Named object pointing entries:
+++

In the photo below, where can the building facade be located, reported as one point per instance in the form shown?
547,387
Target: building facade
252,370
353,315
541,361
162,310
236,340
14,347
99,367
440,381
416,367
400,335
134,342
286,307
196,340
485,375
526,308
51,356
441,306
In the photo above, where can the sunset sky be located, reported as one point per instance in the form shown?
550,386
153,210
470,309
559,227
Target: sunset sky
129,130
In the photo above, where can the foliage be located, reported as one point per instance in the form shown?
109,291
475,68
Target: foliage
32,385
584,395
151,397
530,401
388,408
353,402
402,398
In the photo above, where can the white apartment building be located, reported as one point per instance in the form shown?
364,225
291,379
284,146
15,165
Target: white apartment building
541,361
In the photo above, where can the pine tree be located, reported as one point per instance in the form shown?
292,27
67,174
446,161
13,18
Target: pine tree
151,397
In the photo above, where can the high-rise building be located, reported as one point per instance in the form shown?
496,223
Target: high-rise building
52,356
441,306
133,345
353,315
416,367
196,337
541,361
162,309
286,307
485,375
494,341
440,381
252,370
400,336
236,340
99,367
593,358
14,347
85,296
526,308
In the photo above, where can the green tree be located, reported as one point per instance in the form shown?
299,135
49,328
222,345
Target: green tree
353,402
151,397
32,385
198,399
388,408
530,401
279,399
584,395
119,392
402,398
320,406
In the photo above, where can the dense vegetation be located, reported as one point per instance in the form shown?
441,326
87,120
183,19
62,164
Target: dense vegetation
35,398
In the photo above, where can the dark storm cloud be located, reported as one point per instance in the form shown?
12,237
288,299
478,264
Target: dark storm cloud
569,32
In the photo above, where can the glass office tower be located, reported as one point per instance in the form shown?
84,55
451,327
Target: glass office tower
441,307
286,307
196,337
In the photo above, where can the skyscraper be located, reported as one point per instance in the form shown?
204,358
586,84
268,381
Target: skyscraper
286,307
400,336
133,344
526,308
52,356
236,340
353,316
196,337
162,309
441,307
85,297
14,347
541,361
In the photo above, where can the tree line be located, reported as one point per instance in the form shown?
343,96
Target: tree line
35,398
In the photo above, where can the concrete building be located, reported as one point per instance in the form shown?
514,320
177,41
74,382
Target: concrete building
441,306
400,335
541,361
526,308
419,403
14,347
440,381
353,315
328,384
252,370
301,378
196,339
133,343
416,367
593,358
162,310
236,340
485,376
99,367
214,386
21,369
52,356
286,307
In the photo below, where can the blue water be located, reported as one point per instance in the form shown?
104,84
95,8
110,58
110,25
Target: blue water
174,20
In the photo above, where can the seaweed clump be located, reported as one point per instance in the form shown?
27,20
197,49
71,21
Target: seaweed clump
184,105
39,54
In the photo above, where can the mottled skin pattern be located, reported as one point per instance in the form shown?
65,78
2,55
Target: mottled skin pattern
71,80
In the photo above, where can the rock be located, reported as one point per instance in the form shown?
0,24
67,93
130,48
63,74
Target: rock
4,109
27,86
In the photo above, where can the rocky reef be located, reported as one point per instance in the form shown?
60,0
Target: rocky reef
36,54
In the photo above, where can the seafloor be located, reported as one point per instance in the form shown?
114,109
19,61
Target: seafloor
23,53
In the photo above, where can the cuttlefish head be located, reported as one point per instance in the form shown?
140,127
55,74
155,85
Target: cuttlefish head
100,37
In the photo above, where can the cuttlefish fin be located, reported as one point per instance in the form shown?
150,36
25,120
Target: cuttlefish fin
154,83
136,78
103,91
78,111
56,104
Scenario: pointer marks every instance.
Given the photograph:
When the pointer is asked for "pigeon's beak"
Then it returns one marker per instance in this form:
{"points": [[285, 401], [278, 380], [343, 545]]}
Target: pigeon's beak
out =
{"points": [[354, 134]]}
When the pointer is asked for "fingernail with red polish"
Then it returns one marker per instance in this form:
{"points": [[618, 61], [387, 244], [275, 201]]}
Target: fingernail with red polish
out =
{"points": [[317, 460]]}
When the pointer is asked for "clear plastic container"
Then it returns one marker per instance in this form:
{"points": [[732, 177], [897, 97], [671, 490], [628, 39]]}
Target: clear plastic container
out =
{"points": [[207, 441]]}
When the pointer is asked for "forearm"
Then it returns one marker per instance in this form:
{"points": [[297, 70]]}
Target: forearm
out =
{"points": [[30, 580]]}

+++

◆ Set exercise ◆
In the entries above, swap each "Target" for "Object" and change nothing else.

◆ Result for this exercise ◆
In the photo below, where can the building facade be located, reported as one point per instance in the form shown?
547,387
Object: building facade
252,370
353,315
541,361
162,310
236,340
14,347
99,367
440,381
416,367
400,335
134,342
286,307
196,340
485,375
526,308
51,356
441,306
In the photo above, where can the sunset sky be located, reported as one point per instance in the form shown?
550,386
153,210
470,309
559,227
Object: sunset sky
129,130
In the photo above, where can the foliage be located, reported as one point per instance in the form shown?
109,291
475,68
Object: foliage
32,385
584,395
151,397
530,401
388,408
353,402
402,398
In the photo above, where can the white apartment building be located, reported as one point per instance in the form shown?
364,225
291,379
284,146
15,165
Object: white apartment building
541,361
In the photo above, where can the pine tree be located, reported as one point per instance in the form shown?
292,27
67,174
446,161
13,18
Object: pine tree
151,397
In the photo above, where can the high-rise building be located, reported as one point per instance in the form shown?
496,223
Object: high-rise building
52,356
441,306
133,345
353,315
416,367
196,337
541,361
162,309
286,307
485,375
494,341
440,381
252,370
400,336
236,340
99,367
593,358
14,347
85,296
526,308
In the photo above, where can the green tree be located, reported as one point per instance in the form shown?
299,135
49,328
222,345
Object: green tree
353,402
151,397
32,385
198,399
388,408
530,401
279,399
584,395
119,392
402,398
320,406
In the photo above, where can the dense vegetation be located, reported as one point per instance in the form shown?
441,326
87,120
183,19
62,164
Object: dense vegetation
35,398
In the photo above, where can the dark storm cloud be located, reported as one point per instance in the form shown?
12,237
288,299
478,264
Object: dark storm cloud
569,32
In the photo above, where can the glass office tower be located, reported as one point per instance in the form shown?
84,55
451,327
Object: glass office tower
441,307
286,307
196,337
In the photo above, where can the skyscraper be located, reported as one point per instance in the form shown?
204,358
586,84
268,381
Object: skyscraper
286,307
400,336
133,344
526,308
52,356
236,340
353,316
196,337
162,309
441,307
85,297
14,347
541,361
In the photo above, where can the tree line be located, reported as one point per instance in the form shown?
343,96
Object: tree line
35,398
In the photo above, where can the concrete building be located, reported as one point per instance in the form shown?
514,320
177,41
74,382
Object: concrete building
441,306
400,335
541,361
526,308
419,403
14,347
440,381
353,315
328,384
252,370
301,378
196,339
133,343
416,367
593,358
162,310
236,340
485,376
99,367
214,386
21,369
52,356
286,307
In the photo below, where can the blue water be located, reported as one point per instance in the form shown?
104,84
95,8
110,58
110,25
Object: blue water
174,20
In the photo above, where can the seaweed clump be located, reported as one point per instance in the form shown?
27,20
197,49
71,21
Object: seaweed clump
184,105
39,54
In the photo above, where can the mottled skin pattern be located, reported as one point per instance in the form shown?
65,78
2,55
Object: mottled skin pattern
71,80
In the photo above, where can the rock be located, reported as one point per instance in the form shown?
0,24
67,93
130,48
63,74
Object: rock
4,109
27,86
In the photo above, where can the rocky reef be located, reported as one point per instance in the form shown?
60,0
Object: rocky reef
36,54
In the photo above, where can the seafloor be located, reported as one point per instance in the form shown?
114,109
19,61
Object: seafloor
23,53
In the photo above, where can the cuttlefish head be located, reported as one point per instance in the form shown?
140,127
55,74
155,85
Object: cuttlefish head
100,37
In the photo above, where can the cuttlefish fin be located, reported as one point per instance in the form shown?
150,36
25,120
Object: cuttlefish fin
154,83
136,78
103,91
78,111
56,104
Scenario: pointer marks every instance.
Given the photograph:
When the pointer is asked for "pigeon's beak"
Then it returns one marker per instance in this form:
{"points": [[285, 401], [278, 380], [343, 545]]}
Object: pigeon's beak
out =
{"points": [[354, 134]]}
When the pointer is asked for "fingernail with red polish"
Then it returns one marker per instance in this form:
{"points": [[618, 61], [387, 244], [275, 201]]}
Object: fingernail with red polish
out =
{"points": [[317, 460]]}
When the pointer is asked for "clear plastic container"
Then it returns one marker per instance in this form:
{"points": [[732, 177], [897, 97], [671, 490], [628, 39]]}
Object: clear plastic container
out =
{"points": [[207, 441]]}
When the pointer is asked for "forearm"
Then it returns one marker per instance in this form:
{"points": [[297, 70]]}
Object: forearm
out =
{"points": [[30, 580]]}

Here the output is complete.